*Entries provided*
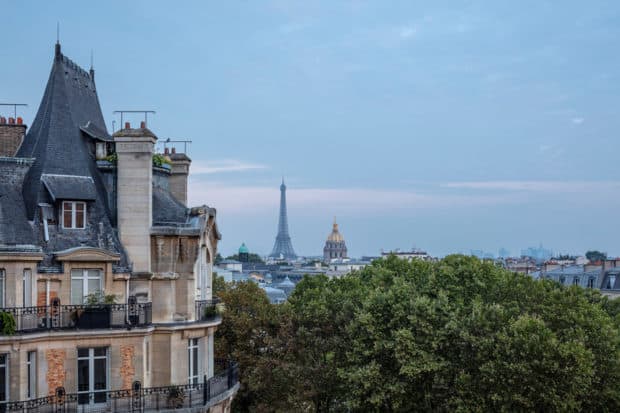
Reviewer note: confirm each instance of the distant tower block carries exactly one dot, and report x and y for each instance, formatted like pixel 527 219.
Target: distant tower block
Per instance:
pixel 283 247
pixel 244 253
pixel 335 246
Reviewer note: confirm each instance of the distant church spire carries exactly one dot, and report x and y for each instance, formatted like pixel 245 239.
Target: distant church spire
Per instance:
pixel 283 246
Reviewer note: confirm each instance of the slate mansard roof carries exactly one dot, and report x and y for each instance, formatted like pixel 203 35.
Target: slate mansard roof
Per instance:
pixel 56 162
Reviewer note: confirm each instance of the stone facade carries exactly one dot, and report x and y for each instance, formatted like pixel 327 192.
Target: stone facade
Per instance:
pixel 157 270
pixel 11 137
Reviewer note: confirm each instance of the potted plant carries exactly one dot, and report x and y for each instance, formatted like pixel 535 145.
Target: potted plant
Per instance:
pixel 8 326
pixel 98 311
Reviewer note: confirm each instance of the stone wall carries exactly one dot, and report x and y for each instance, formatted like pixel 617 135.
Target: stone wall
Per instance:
pixel 11 137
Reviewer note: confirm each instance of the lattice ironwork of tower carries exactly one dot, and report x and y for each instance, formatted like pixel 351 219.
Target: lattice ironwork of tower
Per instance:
pixel 283 246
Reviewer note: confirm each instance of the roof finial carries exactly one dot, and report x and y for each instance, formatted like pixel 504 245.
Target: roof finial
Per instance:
pixel 92 66
pixel 57 48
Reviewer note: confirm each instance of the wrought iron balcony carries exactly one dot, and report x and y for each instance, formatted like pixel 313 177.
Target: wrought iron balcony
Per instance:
pixel 206 310
pixel 18 320
pixel 187 398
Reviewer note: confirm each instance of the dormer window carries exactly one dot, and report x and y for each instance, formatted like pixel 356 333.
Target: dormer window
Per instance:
pixel 73 215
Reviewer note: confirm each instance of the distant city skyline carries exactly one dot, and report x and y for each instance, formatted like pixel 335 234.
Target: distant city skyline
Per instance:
pixel 451 126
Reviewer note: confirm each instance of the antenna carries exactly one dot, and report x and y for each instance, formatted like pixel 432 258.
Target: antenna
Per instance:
pixel 15 105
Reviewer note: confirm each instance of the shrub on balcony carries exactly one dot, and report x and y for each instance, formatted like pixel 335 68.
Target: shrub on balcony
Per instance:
pixel 7 323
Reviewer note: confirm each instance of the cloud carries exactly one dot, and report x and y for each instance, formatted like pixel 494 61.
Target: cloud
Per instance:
pixel 223 166
pixel 258 199
pixel 555 187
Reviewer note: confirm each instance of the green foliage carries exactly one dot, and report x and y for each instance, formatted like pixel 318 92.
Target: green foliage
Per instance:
pixel 218 259
pixel 9 326
pixel 98 297
pixel 596 256
pixel 160 160
pixel 254 258
pixel 112 158
pixel 456 335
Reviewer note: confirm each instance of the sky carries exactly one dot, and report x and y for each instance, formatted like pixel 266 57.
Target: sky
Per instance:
pixel 443 125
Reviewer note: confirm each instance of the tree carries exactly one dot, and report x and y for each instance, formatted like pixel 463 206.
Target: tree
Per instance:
pixel 594 256
pixel 455 335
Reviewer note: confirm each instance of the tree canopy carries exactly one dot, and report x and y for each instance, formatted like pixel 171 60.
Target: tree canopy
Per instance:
pixel 456 335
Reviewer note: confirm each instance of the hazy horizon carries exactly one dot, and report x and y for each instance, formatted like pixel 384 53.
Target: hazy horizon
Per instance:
pixel 451 126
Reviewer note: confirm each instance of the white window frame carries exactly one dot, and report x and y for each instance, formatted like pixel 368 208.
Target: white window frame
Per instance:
pixel 73 209
pixel 2 287
pixel 193 351
pixel 91 371
pixel 6 376
pixel 31 374
pixel 27 288
pixel 85 277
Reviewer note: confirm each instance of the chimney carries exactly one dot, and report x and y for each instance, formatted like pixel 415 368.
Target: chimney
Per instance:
pixel 179 172
pixel 11 135
pixel 134 148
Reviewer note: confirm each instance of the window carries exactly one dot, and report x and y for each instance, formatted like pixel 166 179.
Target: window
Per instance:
pixel 31 365
pixel 92 375
pixel 73 215
pixel 1 287
pixel 192 352
pixel 84 282
pixel 27 288
pixel 4 377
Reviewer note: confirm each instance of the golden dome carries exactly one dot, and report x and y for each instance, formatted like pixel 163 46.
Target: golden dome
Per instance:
pixel 335 236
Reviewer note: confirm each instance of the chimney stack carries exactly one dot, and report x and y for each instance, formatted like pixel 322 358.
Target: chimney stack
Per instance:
pixel 134 148
pixel 179 172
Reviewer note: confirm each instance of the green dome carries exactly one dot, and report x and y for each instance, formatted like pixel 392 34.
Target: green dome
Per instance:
pixel 243 249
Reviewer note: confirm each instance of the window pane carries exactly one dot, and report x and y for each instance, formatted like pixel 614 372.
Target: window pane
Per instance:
pixel 1 288
pixel 79 219
pixel 2 383
pixel 83 384
pixel 94 286
pixel 67 219
pixel 100 374
pixel 195 362
pixel 77 291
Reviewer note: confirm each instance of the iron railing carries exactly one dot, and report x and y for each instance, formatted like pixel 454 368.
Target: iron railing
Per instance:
pixel 134 400
pixel 206 309
pixel 60 317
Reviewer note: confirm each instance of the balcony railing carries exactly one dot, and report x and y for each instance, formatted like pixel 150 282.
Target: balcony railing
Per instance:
pixel 187 398
pixel 66 317
pixel 207 309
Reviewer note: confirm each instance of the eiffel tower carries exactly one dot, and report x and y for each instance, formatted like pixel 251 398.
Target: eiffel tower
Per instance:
pixel 283 246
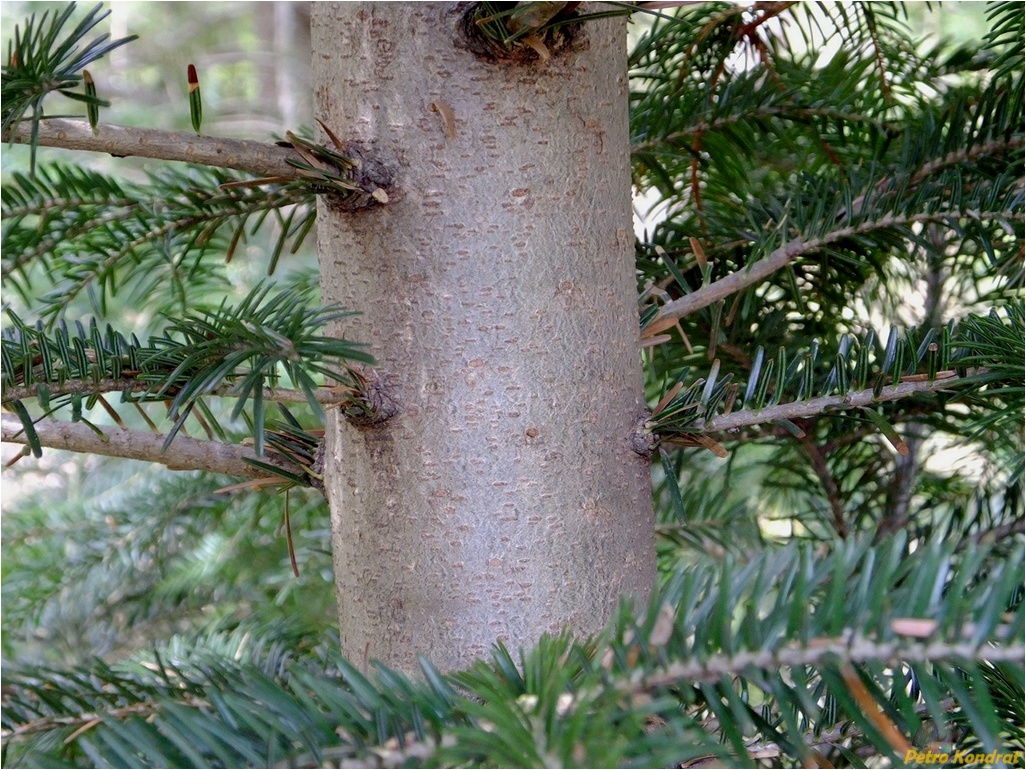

*Instruction*
Can you recast all the records above as a JSON list of strings, one string per line, with blank lines left out? Keep the pictures out of the answer.

*Exercise response*
[
  "Reviewer note: confirm each instance of the distant tower block carries exactly one dot, and report x and y for each instance, formatted like pixel 527 219.",
  "Target: distant tower block",
  "Per instance:",
  "pixel 283 247",
  "pixel 244 253",
  "pixel 335 246",
  "Reviewer note: confirm each instance of the distant church spire carries exactly one dot, and report x and y for each instance, formatted like pixel 245 239.",
  "Target: distant church spire",
  "Per instance:",
  "pixel 283 246",
  "Reviewer note: confirm each instance of the slate mansard roof carries exactly one dot, and report x and y for each instance, formatted like pixel 203 35.",
  "Target: slate mansard roof",
  "Per instance:",
  "pixel 56 162",
  "Reviewer note: confirm each instance of the stone facade carries exactly one dot, and report x and y for each instance, formatted like pixel 327 192.",
  "Target: stone facade",
  "Per instance:",
  "pixel 157 270",
  "pixel 11 137",
  "Reviewer note: confirm each instance of the potted plant carries exactly one dot, and report x and y for each instance, formatted like pixel 535 145.",
  "Target: potted plant",
  "Per instance:",
  "pixel 8 326",
  "pixel 98 311",
  "Reviewer note: confirm each instance of the stone wall carries exactly one dot, and report x and y for each instance, formatted like pixel 617 135.",
  "Target: stone wall",
  "Per instance:",
  "pixel 11 137",
  "Reviewer note: confirm each instance of the lattice ironwork of tower carries exactly one dot, and report x and y for each instance, formatted like pixel 351 219.",
  "Target: lattice ironwork of tower",
  "Per instance:",
  "pixel 283 246",
  "Reviewer note: confirm each instance of the roof finial carries exactly one dot, and report x and y for each instance, formatted like pixel 504 245.",
  "Target: roof finial",
  "Per instance:",
  "pixel 92 66",
  "pixel 57 48",
  "Reviewer note: confirm each instance of the wrought iron balcony carries exactly one dot, and report x and y for each instance, formatted like pixel 313 177.",
  "Target: wrought iron balcony",
  "Per instance:",
  "pixel 206 310",
  "pixel 18 320",
  "pixel 187 398",
  "Reviewer note: confirm each instance of the dormer window carries exactly one dot, and report x and y for each instance, formatted like pixel 356 333.",
  "Target: dormer window",
  "Per instance:",
  "pixel 73 215",
  "Reviewer note: confirm each instance of the distant city skyline carries exactly one dot, and report x and y for each instance, formatted like pixel 335 234.",
  "Target: distant city skyline",
  "Per instance:",
  "pixel 451 126",
  "Reviewer note: confirm each instance of the antenna carries exactly one dot, and report x and y for each instance, formatted like pixel 432 258.",
  "Target: antenna",
  "Per instance:",
  "pixel 15 105",
  "Reviewer note: confirm each instance of the shrub on balcony carries exactly one dot, and report x and y for each instance, formatted like pixel 335 68.",
  "Target: shrub on balcony",
  "Per instance:",
  "pixel 7 323",
  "Reviewer note: confirm each instance of the cloud carries exactly one dot, and report x and y for each instance, formatted like pixel 494 61.",
  "Target: cloud",
  "Per instance:",
  "pixel 223 166",
  "pixel 258 199",
  "pixel 555 187",
  "Reviewer note: confirm each instance of the green foliage carries exactly one dot, and report x and y for each instance, formatted like pixel 318 92.",
  "Target: green foliage",
  "Per instance:",
  "pixel 218 259",
  "pixel 9 326",
  "pixel 98 297",
  "pixel 596 256",
  "pixel 160 160",
  "pixel 254 258",
  "pixel 112 158",
  "pixel 456 335",
  "Reviewer note: confirm each instance of the sky carries exactly one dot, and report x and y for each instance, formatted like pixel 266 57.",
  "Target: sky",
  "Per instance:",
  "pixel 443 125",
  "Reviewer note: confirm each instance of the tree carries exactly one dot, and report x and y for each instance, formatted like pixel 463 206.",
  "Target: tree",
  "Per instance:",
  "pixel 594 256",
  "pixel 455 335",
  "Reviewer note: confirm each instance of the tree canopy carries exactly one dot, and report x and y for each instance, formatted like pixel 171 60.",
  "Target: tree canopy",
  "Per instance:",
  "pixel 456 335",
  "Reviewer note: confirm each instance of the hazy horizon carries exactly one dot, and report x and y for each instance, formatted like pixel 384 53.",
  "Target: hazy horizon",
  "Per instance:",
  "pixel 451 126",
  "Reviewer note: confirm each instance of the white window frame carries exactly one dot, and report x and y for each instance, formatted like pixel 368 208.",
  "Target: white window frame",
  "Per instance:",
  "pixel 73 209",
  "pixel 2 287",
  "pixel 193 351",
  "pixel 91 371",
  "pixel 6 376",
  "pixel 31 374",
  "pixel 27 288",
  "pixel 85 277",
  "Reviewer note: confirm each instance of the chimney carries exactly one dot, and report x and y for each instance, formatted like pixel 415 368.",
  "Target: chimney",
  "Per instance:",
  "pixel 179 172",
  "pixel 11 135",
  "pixel 134 148",
  "Reviewer note: confirm each instance of the window carries exactly one dot, and report x and y for each instance, formatted like pixel 166 179.",
  "Target: window",
  "Per instance:",
  "pixel 31 365",
  "pixel 92 375",
  "pixel 73 215",
  "pixel 1 287",
  "pixel 192 352",
  "pixel 84 282",
  "pixel 27 288",
  "pixel 4 377",
  "Reviewer note: confirm each instance of the golden dome carries exactly one dot, and report x and y for each instance, formatted like pixel 163 46.",
  "Target: golden dome",
  "Per instance:",
  "pixel 335 236",
  "Reviewer note: confirm each instance of the chimney stack carries exactly one dot, and report x and y for each instance, formatted like pixel 322 358.",
  "Target: chimney stack",
  "Per instance:",
  "pixel 134 148",
  "pixel 179 172",
  "Reviewer note: confirm each instance of the green dome carries exactly one dot, and report x and y for each instance, formatted like pixel 392 34.",
  "Target: green dome",
  "Per instance:",
  "pixel 243 249",
  "Reviewer note: confirm each instance of the window pane carries exactly one dot, and report x and y for each instance, formatted like pixel 614 372.",
  "Target: window pane",
  "Per instance:",
  "pixel 1 288",
  "pixel 79 219",
  "pixel 2 383",
  "pixel 83 384",
  "pixel 94 286",
  "pixel 67 219",
  "pixel 100 374",
  "pixel 195 362",
  "pixel 77 291",
  "Reviewer note: confirm each instance of the iron railing carries exactly one dot, and report x and y for each instance, formatted like pixel 454 368.",
  "Target: iron railing",
  "Per instance:",
  "pixel 134 400",
  "pixel 206 309",
  "pixel 60 317",
  "Reviewer note: confirm each instance of the balcony railing carries exactly one dot, and report x and y for each instance, formatted like pixel 150 282.",
  "Target: balcony railing",
  "Per instance:",
  "pixel 187 398",
  "pixel 66 317",
  "pixel 207 309",
  "Reviewer note: confirm each instance of the eiffel tower carries exactly one dot, and report x and y for each instance, formatted like pixel 251 398.",
  "Target: eiffel tower",
  "Per instance:",
  "pixel 283 246"
]